#### MATERIAL TO PROCESS ####

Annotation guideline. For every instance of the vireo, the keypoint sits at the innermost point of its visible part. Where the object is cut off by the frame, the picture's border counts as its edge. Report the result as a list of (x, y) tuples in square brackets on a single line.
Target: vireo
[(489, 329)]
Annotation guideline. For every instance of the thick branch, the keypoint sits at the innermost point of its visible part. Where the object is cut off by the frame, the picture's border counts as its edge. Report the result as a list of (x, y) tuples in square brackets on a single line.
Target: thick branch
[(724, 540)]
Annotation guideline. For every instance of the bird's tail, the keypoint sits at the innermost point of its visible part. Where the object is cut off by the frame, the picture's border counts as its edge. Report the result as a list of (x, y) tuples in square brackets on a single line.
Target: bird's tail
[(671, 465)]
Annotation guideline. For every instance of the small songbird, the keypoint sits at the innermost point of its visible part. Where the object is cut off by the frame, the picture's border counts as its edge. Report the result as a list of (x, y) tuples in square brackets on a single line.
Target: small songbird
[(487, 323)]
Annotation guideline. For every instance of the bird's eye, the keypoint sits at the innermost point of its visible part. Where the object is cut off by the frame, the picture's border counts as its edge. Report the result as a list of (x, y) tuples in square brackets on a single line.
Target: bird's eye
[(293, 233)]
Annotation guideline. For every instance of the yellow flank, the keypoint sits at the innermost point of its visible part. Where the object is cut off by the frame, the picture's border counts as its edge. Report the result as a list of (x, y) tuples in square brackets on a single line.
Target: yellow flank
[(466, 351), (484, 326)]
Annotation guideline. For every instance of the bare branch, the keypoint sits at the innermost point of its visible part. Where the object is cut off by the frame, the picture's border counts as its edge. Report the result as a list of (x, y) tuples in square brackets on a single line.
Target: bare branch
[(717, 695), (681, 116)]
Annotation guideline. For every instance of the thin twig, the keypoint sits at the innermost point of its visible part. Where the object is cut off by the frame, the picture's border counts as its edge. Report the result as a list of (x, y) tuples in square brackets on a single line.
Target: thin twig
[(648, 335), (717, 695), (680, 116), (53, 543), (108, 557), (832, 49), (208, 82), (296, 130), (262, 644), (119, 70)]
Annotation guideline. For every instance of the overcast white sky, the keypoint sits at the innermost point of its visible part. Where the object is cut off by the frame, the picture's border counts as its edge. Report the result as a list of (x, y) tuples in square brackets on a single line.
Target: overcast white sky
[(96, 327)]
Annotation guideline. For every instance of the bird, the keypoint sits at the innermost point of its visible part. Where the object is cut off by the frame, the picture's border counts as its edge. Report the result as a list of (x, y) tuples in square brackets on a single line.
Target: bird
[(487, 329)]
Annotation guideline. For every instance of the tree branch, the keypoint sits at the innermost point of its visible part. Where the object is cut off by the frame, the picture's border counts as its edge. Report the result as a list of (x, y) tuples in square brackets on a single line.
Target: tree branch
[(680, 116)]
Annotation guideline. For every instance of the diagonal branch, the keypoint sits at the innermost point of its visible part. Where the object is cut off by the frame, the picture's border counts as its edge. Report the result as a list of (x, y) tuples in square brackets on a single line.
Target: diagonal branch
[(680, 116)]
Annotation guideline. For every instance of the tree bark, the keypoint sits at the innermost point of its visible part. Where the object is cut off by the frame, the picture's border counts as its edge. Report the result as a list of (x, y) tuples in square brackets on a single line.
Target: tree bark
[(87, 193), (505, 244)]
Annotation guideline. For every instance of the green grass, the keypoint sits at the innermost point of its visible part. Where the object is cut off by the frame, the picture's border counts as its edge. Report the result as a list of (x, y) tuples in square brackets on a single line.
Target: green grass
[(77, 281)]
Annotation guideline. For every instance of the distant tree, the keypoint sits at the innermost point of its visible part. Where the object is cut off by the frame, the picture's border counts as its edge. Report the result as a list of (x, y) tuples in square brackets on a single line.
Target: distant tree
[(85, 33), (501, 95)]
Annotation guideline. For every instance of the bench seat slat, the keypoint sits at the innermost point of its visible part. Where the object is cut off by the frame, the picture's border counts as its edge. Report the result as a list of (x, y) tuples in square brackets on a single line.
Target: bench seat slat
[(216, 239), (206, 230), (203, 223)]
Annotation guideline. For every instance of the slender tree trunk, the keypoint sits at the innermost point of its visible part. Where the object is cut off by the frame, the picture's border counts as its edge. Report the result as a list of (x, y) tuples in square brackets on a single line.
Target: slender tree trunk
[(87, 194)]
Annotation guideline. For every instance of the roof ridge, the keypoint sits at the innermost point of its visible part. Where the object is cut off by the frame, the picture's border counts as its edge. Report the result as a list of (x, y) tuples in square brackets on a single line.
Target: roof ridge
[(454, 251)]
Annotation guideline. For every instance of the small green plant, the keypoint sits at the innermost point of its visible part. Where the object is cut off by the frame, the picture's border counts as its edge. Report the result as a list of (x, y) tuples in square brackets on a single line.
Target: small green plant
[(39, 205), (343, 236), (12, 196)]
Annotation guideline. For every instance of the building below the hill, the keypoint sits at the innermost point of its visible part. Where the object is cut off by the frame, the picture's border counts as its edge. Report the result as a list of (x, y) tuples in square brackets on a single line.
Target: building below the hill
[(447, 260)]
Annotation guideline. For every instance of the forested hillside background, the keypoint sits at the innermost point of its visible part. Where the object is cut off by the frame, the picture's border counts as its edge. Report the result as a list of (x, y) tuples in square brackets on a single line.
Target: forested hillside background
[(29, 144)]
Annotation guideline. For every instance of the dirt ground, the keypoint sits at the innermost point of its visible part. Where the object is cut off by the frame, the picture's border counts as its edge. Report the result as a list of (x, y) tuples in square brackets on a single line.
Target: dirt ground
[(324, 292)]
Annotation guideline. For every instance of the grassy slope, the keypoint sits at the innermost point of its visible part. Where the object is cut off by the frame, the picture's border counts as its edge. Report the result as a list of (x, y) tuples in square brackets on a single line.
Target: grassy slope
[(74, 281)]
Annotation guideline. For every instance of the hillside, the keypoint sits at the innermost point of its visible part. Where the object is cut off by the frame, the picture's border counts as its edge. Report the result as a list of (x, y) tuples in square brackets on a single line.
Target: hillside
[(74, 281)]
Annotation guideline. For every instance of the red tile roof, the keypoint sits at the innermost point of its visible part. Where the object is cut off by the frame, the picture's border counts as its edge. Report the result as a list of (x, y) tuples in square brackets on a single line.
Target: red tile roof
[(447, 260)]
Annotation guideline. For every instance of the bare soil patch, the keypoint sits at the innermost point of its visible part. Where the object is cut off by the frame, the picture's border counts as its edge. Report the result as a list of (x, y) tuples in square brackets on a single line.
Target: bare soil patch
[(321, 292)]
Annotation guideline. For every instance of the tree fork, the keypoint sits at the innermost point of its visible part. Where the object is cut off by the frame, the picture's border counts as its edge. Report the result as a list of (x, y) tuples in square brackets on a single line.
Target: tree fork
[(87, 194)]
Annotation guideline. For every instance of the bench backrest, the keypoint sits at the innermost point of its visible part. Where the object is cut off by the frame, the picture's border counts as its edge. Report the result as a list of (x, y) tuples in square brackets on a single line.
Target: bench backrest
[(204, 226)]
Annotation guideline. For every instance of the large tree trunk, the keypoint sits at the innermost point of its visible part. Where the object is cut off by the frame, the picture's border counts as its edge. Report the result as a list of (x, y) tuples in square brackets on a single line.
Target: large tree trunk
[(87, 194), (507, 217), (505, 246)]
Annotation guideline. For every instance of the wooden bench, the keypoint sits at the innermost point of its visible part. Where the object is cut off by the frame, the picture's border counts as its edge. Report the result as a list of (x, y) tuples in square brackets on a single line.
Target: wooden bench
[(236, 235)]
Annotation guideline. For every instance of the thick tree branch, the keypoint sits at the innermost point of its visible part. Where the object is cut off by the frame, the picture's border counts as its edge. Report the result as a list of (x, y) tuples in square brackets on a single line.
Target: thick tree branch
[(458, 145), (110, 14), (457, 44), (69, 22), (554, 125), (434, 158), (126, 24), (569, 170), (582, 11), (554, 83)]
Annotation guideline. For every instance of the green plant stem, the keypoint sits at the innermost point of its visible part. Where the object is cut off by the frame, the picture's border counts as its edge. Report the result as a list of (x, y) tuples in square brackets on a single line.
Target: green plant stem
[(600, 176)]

####

**EXERCISE BRIEF:**
Quote every line from the line containing "Annotation guideline. For every instance of the green plant" through the closing line of the listing, including both.

**RESULT OF THIS TASK:**
Annotation guideline. For every instance of the green plant stem, the keypoint sits at the innermost point of its visible part. Where the object is cut off by the frame, the picture's border counts as its edge. Report the result as a list of (x, y) tuples in square brackets on a single line.
Target: green plant stem
[(600, 176)]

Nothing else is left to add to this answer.